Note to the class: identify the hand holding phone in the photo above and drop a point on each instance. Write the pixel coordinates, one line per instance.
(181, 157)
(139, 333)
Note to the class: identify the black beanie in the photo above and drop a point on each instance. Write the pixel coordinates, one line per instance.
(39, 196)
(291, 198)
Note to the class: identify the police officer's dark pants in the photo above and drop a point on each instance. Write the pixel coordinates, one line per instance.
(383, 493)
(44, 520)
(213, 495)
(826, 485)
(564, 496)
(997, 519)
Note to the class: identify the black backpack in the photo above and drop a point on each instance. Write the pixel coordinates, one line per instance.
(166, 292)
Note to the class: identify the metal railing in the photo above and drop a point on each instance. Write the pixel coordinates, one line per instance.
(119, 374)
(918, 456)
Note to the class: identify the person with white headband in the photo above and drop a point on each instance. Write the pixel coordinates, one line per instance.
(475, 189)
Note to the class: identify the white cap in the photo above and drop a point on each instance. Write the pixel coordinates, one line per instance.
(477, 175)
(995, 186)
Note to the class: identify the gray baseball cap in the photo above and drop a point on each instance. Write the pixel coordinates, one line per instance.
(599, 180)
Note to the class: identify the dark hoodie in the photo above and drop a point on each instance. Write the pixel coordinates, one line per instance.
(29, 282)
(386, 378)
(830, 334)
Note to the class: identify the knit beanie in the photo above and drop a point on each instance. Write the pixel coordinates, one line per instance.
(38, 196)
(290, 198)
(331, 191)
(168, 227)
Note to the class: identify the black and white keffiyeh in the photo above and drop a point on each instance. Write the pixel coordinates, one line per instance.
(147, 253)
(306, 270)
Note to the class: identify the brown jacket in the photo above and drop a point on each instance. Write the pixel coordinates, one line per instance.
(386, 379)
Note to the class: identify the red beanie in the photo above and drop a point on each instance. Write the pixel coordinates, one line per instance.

--

__What you are asked to do__: Quote the data above in full, changing nothing.

__Response below__:
Note to the class: identify the hand holding phone in the photo above and drop a point on each instance. Write the pixel coordinates, one line per instance.
(181, 157)
(139, 333)
Note to the class: identify the black beanie in the photo above and drop a point on each instance. Write the pixel coordinates, one line per instance.
(39, 196)
(291, 198)
Note to the class: identify the police officer's dark pants in the photo above and drop a point on each instance. Write the pixel coordinates, one line per instance.
(383, 493)
(44, 520)
(213, 495)
(826, 485)
(564, 496)
(997, 519)
Note to the class: identify the black backpack in the photo above and drop a point on each instance. Write the pixel coordinates, one line per instance.
(166, 292)
Note to the class: identify the metal railing in the photo above and drop a point on each instance. Write the pixel coordinates, one line per instance.
(119, 374)
(918, 456)
Note to the class: identify the person with white headband in the photo above and drop a point on each instance. Write the pixel coordinates, one line per instance.
(475, 189)
Note to the class: identify the white cap in the photo above and drop a point on each instance. Write the pixel coordinates, one line per instance.
(477, 175)
(995, 186)
Note to the class: identify the gray baseball cap in the photo above and drop a point on each instance. Write the pixel coordinates, one line per instance.
(599, 180)
Note to the class: identify the dark hoodie in the photo above and drop a point on each instance. Write the pixel coordinates, one line per instance.
(29, 282)
(386, 378)
(830, 334)
Note to the class: identify the knit beanie in the photo above and drop a point on each instance. Write the pixel coordinates, one line per instance.
(38, 196)
(290, 198)
(331, 191)
(168, 227)
Note to the class: identify the black and white keffiyeh in the photo above and drop a point on each instance. Write the pixel coordinates, one line per instance.
(147, 253)
(306, 270)
Note to the class: identify the brown jacket in the photo above and drop a point on each instance. Write the pixel coordinates, one line per instance.
(386, 379)
Note to the class: identify the red beanie in the photo above and drop a point on each instance. Write the pixel coordinates, one line per instance.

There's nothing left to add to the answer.